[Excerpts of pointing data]
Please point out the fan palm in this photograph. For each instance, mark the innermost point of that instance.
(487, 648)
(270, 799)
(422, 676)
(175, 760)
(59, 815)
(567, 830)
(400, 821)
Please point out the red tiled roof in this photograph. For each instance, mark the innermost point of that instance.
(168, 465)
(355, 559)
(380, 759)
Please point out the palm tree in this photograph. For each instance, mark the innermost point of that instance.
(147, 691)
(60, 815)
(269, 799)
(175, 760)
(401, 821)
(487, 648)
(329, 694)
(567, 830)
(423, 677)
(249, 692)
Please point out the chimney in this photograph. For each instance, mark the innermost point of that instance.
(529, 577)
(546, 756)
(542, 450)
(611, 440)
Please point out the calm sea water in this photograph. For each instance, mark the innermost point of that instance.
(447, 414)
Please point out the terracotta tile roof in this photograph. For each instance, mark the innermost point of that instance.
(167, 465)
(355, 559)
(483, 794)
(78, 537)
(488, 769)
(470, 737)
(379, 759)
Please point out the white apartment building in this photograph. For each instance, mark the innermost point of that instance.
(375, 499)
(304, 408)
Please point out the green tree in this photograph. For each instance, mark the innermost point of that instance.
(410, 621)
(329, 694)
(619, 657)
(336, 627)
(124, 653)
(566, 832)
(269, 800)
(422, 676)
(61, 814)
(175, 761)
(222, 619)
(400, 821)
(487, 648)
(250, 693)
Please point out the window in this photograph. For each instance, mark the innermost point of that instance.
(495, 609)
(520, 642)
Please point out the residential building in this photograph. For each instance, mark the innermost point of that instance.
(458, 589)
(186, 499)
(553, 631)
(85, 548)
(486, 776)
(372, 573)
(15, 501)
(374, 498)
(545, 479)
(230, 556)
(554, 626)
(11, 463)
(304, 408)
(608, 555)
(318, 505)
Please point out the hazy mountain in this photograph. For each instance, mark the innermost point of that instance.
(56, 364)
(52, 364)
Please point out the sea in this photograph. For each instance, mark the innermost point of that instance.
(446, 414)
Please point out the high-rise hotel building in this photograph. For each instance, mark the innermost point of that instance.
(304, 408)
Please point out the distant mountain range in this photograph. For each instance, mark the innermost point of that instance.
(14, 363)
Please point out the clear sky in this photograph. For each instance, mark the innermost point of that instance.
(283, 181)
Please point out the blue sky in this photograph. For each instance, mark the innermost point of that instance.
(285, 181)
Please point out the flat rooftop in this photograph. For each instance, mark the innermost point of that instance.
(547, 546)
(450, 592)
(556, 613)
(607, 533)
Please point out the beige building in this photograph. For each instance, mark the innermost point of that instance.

§ **Stated exercise**: Reproduce the whole listing word for word.

§ **Answer to this exercise**:
Please point out the fan palm in this photograph. For each instance, mark the innermost point of that instance.
(487, 648)
(270, 799)
(422, 676)
(175, 760)
(59, 815)
(567, 830)
(400, 821)
Please point out the red tiled roof in this photograph. For each instance, mark the innermost point of that instance.
(168, 465)
(355, 559)
(380, 759)
Please point out the palm tree in this photograph. For each instance, mark the innermost point of that instance.
(147, 691)
(60, 815)
(269, 799)
(175, 760)
(401, 821)
(487, 648)
(329, 694)
(567, 830)
(423, 677)
(249, 692)
Please point out the chimney in this photograph. For each instance, mark the innermost point of that instance.
(529, 577)
(546, 756)
(542, 450)
(611, 440)
Please point out the calm sea water in this photograph. For each instance, mark the innermost point of that instance.
(447, 414)
Please point out the terracotta tile roof in this photograph. For each instance, mark the innermost point of that instance.
(167, 465)
(355, 559)
(483, 794)
(78, 537)
(488, 769)
(470, 737)
(379, 759)
Please point out the white apartment building in this photograph. For each instance, mark the innermost point of that instance.
(375, 499)
(304, 408)
Please point out the green tree in this photograph. For each instance, mark the innermost point of that instance.
(410, 621)
(329, 694)
(619, 657)
(336, 627)
(124, 653)
(566, 832)
(269, 800)
(422, 676)
(61, 814)
(175, 761)
(222, 619)
(400, 821)
(487, 648)
(250, 693)
Please point out the window in this photograph. For each instance, mark the innermost point of that instance.
(495, 609)
(520, 642)
Please point out the residential building in this photograph. For each instance, mark the innermost point of that instance.
(458, 589)
(186, 499)
(553, 631)
(85, 548)
(486, 776)
(372, 573)
(15, 501)
(374, 498)
(545, 479)
(230, 556)
(554, 626)
(11, 463)
(304, 408)
(608, 555)
(318, 505)
Please point out the hazy mountain in this photograph. For each instance, mark the innermost point of that instance.
(56, 364)
(52, 364)
Please point out the sea in this photograph. For each instance, mark the innermost point of that instance.
(446, 414)
Please point out the high-rise hotel building in this photograph. For each instance, mark the innermost point of that instance.
(304, 408)
Please point out the distant mountain range in this photograph. For each instance, mark the innermost point of that instance.
(14, 363)
Please point out the clear sky in this photograph. For each instance, mark the innermost point of that instance.
(283, 181)
Please point out the blue sky in this photograph. For each instance, mark the innermost point of that instance.
(285, 181)
Please point out the flat rooftop in this photograph. For each instance, mark the innermost point of that instance.
(547, 546)
(450, 592)
(556, 613)
(607, 533)
Please point out the beige building in this photograph. For each instance, mark the innermost point of that instance.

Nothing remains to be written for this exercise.